(EXTRACTED INFORMATION begins)

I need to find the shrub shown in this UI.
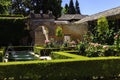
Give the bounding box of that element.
[0,56,120,80]
[77,42,86,55]
[0,51,3,62]
[91,16,114,45]
[114,30,120,51]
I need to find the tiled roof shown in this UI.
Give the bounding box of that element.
[75,6,120,24]
[58,14,87,20]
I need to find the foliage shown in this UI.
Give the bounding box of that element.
[76,36,118,57]
[34,47,60,56]
[68,0,76,14]
[56,26,63,37]
[51,52,72,59]
[11,0,31,15]
[64,4,69,14]
[0,17,29,46]
[75,0,81,14]
[97,16,109,36]
[103,48,117,56]
[0,0,11,14]
[114,30,120,51]
[93,16,114,44]
[83,31,93,43]
[0,49,4,62]
[61,7,66,15]
[12,0,62,17]
[77,42,86,55]
[63,0,81,14]
[0,54,120,80]
[85,42,102,57]
[0,14,23,17]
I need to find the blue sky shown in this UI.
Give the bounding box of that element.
[62,0,120,15]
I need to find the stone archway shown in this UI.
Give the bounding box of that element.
[28,17,55,46]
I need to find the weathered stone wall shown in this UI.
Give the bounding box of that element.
[56,22,88,41]
[28,16,88,46]
[28,18,56,46]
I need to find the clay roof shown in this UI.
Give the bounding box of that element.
[75,6,120,24]
[58,14,87,21]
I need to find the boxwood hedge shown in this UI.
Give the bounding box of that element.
[0,51,120,80]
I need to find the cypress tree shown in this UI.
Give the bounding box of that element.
[75,0,81,14]
[68,0,76,14]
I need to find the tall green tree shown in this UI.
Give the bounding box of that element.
[94,16,114,44]
[68,0,76,14]
[97,16,109,36]
[75,0,81,14]
[12,0,31,15]
[48,0,62,18]
[12,0,62,18]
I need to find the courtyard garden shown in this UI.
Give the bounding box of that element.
[0,16,120,80]
[0,0,120,80]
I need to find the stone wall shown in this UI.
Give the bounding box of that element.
[28,16,88,46]
[28,18,56,46]
[56,22,88,41]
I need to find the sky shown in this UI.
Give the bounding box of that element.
[62,0,120,15]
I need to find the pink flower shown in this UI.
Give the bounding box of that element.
[70,41,76,45]
[114,34,119,39]
[89,43,101,47]
[89,42,94,46]
[103,45,109,50]
[45,40,50,44]
[94,43,100,47]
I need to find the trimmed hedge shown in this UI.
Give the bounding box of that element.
[0,47,5,62]
[0,14,24,17]
[0,58,120,80]
[34,47,60,56]
[51,51,88,59]
[0,51,120,80]
[0,51,3,62]
[0,17,29,46]
[8,46,34,51]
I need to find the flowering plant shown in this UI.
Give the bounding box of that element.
[85,42,103,57]
[114,31,120,50]
[87,42,101,52]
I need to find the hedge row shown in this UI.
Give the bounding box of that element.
[0,50,3,62]
[0,14,24,17]
[51,51,88,60]
[0,51,120,80]
[0,47,5,62]
[34,47,60,56]
[0,17,29,46]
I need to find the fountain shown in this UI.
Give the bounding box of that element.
[42,26,49,42]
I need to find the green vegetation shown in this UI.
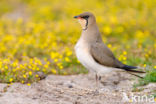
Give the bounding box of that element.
[134,69,156,87]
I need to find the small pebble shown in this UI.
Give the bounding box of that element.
[68,84,73,88]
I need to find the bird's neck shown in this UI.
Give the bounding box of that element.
[81,24,102,43]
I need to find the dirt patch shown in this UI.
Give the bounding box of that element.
[0,72,155,104]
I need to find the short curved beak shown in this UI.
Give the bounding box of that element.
[73,16,79,19]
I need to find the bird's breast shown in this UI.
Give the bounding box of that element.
[74,39,93,71]
[74,39,116,74]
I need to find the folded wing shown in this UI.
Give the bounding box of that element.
[90,42,145,74]
[90,42,124,68]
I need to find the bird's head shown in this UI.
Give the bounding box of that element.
[74,12,96,30]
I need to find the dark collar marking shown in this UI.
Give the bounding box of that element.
[83,19,88,31]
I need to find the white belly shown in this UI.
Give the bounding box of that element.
[75,39,115,75]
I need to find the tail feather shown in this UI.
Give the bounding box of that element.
[127,72,144,78]
[121,65,145,73]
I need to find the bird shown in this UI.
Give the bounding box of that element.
[73,12,145,88]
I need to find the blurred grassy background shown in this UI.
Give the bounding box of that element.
[0,0,156,85]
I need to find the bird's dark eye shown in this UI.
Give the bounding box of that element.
[81,15,89,19]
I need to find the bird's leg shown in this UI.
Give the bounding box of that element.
[94,73,100,94]
[99,76,101,81]
[95,74,101,89]
[95,73,98,88]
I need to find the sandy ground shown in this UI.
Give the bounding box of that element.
[0,72,155,104]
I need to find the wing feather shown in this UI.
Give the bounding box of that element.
[90,42,124,67]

(EXTRACTED INFORMATION ends)

YOUR ASSIGNMENT
Pictures are to be dropped; the lines from the start of the entries above through the line with "I need to find the tall" are to be given again verbatim.

RESULT
I need to find the shrub shown in this UI.
Give the bounding box of that element.
[0,56,120,80]
[77,42,86,55]
[0,51,3,62]
[91,16,114,45]
[114,30,120,51]
I need to find the tiled roof shown in this UI.
Give the bounding box of that element.
[75,6,120,24]
[58,14,87,20]
I need to find the foliage shown in this UI.
Give the bounding box of that element.
[76,36,118,57]
[34,47,60,56]
[68,0,76,14]
[56,26,63,37]
[51,52,72,59]
[11,0,31,15]
[64,4,69,14]
[0,17,29,46]
[75,0,81,14]
[97,16,109,36]
[103,48,117,56]
[0,0,11,14]
[114,30,120,51]
[93,16,114,44]
[83,31,93,43]
[0,49,4,62]
[61,7,66,15]
[12,0,62,17]
[77,42,86,55]
[63,0,81,14]
[0,54,120,80]
[85,42,102,57]
[0,14,23,17]
I need to find the blue sky shown in this UI.
Give the bounding box of that element.
[62,0,120,15]
I need to find the stone archway shown in this UI.
Give the bounding box of that element.
[28,17,55,46]
I need to find the weathered stone wall shown in this UI.
Give the bounding box of that element.
[56,22,88,41]
[28,16,88,46]
[28,18,56,46]
I need to find the clay roof shown in this UI.
Give the bounding box of that element.
[75,6,120,24]
[58,14,87,21]
I need to find the boxwood hedge shown in this UI.
Give the bounding box of that element.
[0,51,120,80]
I need to find the cypress tree shown in this UI.
Give the bounding box of that element.
[75,0,81,14]
[68,0,76,14]
I need to find the tall green tree shown in this UI.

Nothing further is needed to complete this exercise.